____ Records for the exercise
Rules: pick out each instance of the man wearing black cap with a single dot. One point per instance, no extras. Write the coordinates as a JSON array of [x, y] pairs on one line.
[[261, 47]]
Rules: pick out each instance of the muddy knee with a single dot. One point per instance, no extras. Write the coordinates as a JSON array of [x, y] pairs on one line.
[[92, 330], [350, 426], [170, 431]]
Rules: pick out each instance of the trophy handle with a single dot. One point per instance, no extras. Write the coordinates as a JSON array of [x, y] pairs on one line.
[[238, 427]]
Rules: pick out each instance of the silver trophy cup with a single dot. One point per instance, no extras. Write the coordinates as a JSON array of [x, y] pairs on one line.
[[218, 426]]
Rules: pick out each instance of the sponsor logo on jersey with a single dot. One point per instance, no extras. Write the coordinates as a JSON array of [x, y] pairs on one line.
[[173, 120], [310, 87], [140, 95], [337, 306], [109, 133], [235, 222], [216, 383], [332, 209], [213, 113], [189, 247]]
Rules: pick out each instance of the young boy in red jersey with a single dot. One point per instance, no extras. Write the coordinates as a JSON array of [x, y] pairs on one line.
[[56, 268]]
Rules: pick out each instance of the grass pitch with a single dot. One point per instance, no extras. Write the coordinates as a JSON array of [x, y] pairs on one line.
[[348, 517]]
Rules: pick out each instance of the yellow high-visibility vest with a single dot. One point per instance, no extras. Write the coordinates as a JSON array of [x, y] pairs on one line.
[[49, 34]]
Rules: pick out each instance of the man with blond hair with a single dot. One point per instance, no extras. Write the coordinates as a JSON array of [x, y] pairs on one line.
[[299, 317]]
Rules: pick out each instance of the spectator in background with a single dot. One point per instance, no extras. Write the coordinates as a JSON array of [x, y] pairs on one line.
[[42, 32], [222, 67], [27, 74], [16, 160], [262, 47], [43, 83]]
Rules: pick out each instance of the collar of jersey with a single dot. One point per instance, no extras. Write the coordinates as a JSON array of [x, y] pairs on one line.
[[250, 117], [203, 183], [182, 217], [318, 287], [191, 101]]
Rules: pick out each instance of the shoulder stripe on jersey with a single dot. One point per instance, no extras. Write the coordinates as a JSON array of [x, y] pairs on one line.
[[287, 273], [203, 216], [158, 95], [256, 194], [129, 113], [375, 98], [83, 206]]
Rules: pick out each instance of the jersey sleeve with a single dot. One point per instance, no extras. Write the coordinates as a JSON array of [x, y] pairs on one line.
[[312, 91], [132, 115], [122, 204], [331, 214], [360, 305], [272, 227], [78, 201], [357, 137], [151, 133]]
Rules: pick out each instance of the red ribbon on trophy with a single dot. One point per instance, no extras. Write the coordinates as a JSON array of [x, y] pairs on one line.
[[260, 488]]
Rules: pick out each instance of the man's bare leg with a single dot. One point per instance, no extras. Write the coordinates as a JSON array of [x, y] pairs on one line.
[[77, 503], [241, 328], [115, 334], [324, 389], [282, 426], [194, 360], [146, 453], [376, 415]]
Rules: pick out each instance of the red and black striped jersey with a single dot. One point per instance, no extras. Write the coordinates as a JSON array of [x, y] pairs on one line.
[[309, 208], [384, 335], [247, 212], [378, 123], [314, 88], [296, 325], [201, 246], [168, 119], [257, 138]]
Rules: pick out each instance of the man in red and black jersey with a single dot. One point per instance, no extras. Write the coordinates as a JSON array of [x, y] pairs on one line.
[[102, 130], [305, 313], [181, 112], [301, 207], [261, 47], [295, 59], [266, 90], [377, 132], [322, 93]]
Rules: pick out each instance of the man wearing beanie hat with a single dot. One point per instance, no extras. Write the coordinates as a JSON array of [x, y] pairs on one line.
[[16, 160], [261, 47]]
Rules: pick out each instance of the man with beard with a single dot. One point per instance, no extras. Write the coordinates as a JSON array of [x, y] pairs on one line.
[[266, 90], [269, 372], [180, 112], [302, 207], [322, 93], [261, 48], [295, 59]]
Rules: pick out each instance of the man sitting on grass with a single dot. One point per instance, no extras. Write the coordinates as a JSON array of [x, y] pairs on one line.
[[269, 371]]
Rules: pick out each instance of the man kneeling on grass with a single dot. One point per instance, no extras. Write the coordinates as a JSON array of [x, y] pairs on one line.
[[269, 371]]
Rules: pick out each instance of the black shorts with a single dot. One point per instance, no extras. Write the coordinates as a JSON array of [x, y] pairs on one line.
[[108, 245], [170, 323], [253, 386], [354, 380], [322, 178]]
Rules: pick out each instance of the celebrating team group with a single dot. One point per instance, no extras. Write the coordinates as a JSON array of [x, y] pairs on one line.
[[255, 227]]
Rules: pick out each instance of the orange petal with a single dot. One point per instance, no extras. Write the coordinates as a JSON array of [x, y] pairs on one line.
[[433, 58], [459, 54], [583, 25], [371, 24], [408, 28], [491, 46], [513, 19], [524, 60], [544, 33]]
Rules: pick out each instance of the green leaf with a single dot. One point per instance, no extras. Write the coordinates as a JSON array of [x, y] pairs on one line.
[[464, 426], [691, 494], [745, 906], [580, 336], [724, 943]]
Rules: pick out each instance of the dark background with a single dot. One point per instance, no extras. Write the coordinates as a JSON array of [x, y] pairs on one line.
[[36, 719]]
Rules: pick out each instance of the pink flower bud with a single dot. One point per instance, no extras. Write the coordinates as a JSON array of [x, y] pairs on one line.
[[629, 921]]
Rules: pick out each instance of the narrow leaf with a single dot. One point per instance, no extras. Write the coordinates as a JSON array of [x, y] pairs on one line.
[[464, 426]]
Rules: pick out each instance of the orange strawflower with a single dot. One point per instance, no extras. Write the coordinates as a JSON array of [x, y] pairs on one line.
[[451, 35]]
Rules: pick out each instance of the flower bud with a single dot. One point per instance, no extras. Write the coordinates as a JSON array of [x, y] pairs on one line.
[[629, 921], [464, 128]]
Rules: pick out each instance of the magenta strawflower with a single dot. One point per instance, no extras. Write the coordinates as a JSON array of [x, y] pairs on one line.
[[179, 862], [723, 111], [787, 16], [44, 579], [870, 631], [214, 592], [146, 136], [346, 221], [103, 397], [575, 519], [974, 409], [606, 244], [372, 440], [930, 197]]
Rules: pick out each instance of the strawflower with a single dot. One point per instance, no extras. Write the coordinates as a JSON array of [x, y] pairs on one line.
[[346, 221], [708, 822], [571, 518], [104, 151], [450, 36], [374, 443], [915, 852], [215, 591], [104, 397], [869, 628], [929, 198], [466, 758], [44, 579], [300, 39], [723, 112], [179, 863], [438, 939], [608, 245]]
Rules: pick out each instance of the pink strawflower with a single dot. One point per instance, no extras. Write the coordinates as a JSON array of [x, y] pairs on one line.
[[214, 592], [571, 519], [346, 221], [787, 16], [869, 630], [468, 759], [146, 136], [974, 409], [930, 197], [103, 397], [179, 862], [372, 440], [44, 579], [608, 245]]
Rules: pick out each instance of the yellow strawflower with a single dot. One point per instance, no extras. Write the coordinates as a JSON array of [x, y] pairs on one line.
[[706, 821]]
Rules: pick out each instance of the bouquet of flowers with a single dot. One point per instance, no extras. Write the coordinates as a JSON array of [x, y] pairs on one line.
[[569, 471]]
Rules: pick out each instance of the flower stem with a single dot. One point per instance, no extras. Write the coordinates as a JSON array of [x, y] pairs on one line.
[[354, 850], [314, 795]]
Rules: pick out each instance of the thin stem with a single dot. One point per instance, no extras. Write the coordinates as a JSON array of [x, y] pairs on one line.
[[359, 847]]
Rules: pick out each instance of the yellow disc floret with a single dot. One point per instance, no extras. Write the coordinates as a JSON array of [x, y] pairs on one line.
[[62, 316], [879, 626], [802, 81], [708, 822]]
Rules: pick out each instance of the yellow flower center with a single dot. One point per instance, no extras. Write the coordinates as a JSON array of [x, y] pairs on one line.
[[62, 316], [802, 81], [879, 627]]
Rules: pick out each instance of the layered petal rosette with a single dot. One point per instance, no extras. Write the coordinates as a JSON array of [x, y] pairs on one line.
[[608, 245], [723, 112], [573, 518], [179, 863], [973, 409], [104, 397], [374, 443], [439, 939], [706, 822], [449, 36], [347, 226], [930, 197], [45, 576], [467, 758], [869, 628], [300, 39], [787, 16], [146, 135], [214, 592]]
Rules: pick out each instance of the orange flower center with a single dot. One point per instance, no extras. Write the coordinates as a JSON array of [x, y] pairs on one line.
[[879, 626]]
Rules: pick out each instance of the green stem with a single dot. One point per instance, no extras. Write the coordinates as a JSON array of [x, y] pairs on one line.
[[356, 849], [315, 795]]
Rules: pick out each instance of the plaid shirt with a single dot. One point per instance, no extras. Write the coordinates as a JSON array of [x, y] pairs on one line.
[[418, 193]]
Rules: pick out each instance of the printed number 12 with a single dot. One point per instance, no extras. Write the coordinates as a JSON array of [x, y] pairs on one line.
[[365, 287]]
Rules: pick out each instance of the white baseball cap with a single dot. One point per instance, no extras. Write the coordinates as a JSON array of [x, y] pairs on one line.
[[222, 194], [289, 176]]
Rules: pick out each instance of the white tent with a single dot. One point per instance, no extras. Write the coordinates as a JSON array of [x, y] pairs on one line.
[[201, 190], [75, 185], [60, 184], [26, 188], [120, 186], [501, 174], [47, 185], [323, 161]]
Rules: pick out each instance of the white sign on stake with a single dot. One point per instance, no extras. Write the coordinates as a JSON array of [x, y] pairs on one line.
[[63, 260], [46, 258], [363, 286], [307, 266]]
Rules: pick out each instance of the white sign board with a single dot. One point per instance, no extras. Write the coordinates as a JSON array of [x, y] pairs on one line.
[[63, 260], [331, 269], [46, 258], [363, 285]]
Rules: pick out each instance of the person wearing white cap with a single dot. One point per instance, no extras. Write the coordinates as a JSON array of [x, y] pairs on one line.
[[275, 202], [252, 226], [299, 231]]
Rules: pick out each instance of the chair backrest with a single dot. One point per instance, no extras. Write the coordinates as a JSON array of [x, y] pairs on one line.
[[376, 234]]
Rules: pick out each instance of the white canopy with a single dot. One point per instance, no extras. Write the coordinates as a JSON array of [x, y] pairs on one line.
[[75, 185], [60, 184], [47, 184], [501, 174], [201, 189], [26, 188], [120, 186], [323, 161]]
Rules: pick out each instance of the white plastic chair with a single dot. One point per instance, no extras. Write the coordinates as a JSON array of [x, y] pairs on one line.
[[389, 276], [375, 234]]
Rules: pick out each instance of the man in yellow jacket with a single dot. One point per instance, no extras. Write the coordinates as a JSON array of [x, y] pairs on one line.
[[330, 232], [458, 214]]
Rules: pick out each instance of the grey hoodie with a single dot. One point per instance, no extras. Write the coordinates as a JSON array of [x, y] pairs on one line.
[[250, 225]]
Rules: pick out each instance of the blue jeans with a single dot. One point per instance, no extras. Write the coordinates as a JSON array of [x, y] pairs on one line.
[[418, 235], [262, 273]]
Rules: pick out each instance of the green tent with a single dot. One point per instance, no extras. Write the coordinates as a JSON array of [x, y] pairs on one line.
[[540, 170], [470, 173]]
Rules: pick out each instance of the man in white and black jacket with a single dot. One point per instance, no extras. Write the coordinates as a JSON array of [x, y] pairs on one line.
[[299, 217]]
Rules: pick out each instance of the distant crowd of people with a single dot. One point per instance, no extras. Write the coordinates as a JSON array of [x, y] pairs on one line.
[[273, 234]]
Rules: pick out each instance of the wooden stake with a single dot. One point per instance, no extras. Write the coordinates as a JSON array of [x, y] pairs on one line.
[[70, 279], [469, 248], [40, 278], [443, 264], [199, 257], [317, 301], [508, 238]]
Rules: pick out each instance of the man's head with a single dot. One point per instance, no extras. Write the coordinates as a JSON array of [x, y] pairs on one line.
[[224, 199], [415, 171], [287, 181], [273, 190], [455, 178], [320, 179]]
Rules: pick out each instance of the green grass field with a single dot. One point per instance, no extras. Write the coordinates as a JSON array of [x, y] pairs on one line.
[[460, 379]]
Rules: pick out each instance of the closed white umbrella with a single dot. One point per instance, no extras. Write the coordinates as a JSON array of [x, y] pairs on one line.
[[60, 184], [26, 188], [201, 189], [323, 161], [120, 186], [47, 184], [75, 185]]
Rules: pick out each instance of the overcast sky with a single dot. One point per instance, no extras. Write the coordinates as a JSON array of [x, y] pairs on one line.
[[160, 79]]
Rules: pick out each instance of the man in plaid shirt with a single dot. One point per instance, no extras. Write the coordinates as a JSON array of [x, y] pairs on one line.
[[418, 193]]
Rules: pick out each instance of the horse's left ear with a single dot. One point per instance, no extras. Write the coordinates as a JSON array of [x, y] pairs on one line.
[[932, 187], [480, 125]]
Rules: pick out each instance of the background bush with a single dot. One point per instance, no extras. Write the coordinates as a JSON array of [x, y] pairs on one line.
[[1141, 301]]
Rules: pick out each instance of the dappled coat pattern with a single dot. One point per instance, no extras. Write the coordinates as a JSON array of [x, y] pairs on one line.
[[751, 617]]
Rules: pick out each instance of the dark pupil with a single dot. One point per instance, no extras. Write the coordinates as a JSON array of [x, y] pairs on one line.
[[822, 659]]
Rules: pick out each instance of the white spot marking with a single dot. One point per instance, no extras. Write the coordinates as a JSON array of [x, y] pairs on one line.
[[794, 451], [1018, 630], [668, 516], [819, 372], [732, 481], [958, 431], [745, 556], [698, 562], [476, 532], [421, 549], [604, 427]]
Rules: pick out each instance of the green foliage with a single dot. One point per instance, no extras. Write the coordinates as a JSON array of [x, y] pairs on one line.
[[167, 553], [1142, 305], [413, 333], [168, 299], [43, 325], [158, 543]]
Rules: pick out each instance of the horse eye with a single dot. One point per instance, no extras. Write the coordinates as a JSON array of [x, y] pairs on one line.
________
Put the lines into a numbered list, from the line with "Rules: pick out each instance of the yellow high-visibility" up to and including the line with "47], [43, 83]]", leaving out any blank lines.

Full output ::
1. Rules: pick out each instance of the yellow high-visibility vest with a single dot. One point per instance, no extras. Write the coordinates as a JSON array of [x, y] pairs on one line.
2. [[49, 34]]
3. Rules: pick out each instance of the man with blond hair with a single dot. One point per instance, no extras. Write the coordinates as a JSON array of [x, y] pairs on one line.
4. [[299, 317]]
5. Rules: pick out each instance of the spectator in background with a single dot. One point per instance, no extras. Write the coordinates as a JSON array of [x, y] pairs on one line.
6. [[42, 32], [222, 67], [27, 74], [16, 160], [262, 47], [43, 83]]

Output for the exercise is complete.